§ EXTRACTED TEXT:
## START

Credit is a valuable commodity. Having the ability to borrow funds enables us to obtain things we would otherwise have to save years to afford: homes, cars, a college education. Credit is an important financial tool, but it can also lead people into debt far beyond their ability to repay. That is why learning how to use credit wisely is one of the most valuable financial skills anyone can learn.

What Lenders Look For

Before creditors lend money, they need to be assured that the funds will be repaid—in other words, is the prospective borrower creditworthy? To find out, they ask for various types of information:

  • Income & Expenses: Lenders will look at what you earn and your regular expenses, such as rent, utilities, food, and other ongoing items. The amount left tells them whether you can afford to take on additional debt.
  • Assets: Do you have assets that can serve as collateral? Lenders will look for things like bank accounts and valuable items such as a house, if you own one.
  • Credit History: How do you manage debt? If you have credit cards or have borrowed money before, you have a history that indicates to prospective lenders whether you are creditworthy by revealing details about the amount of debt you already have, how many credit cards you have, and whether you make payments on time.

## END

§ GIVEN MATERIAL:
## START

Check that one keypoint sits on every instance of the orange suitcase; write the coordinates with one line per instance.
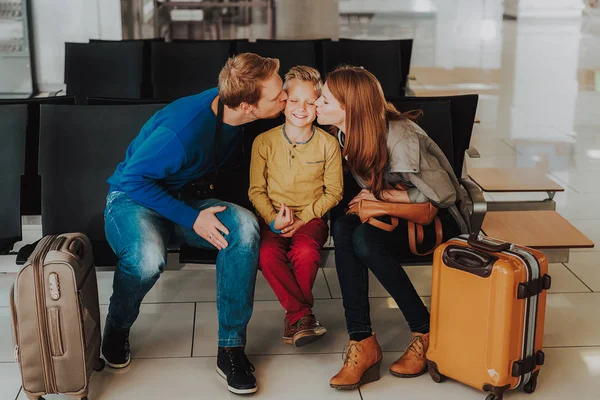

## END

§ JOB A:
Answer these questions from the text on using credit:
(i) What three things does it say borrowing lets us obtain?
(ii) Which regular expenses does it name as examples under Income & Expenses?
(iii) What kinds of assets does it say lenders will look for?
§ JOB B: Rewrite the part of the text on using credit starting with "What Lenders Look" and going on through "you own one.", with "collateral" replaced by "security".
The listing is not used in anything here.

§ FULL ANSWER A:
(i) Homes, cars and a college education.
(ii) Rent, utilities, food and other ongoing items.
(iii) Bank accounts and valuable items such as a house, if you own one.

§ FULL ANSWER B:
What Lenders Look For

Before creditors lend money, they need to be assured that the funds will be repaid—in other words, is the prospective borrower creditworthy? To find out, they ask for various types of information:

  • Income & Expenses: Lenders will look at what you earn and your regular expenses, such as rent, utilities, food, and other ongoing items. The amount left tells them whether you can afford to take on additional debt.
  • Assets: Do you have assets that can serve as security? Lenders will look for things like bank accounts and valuable items such as a house, if you own one.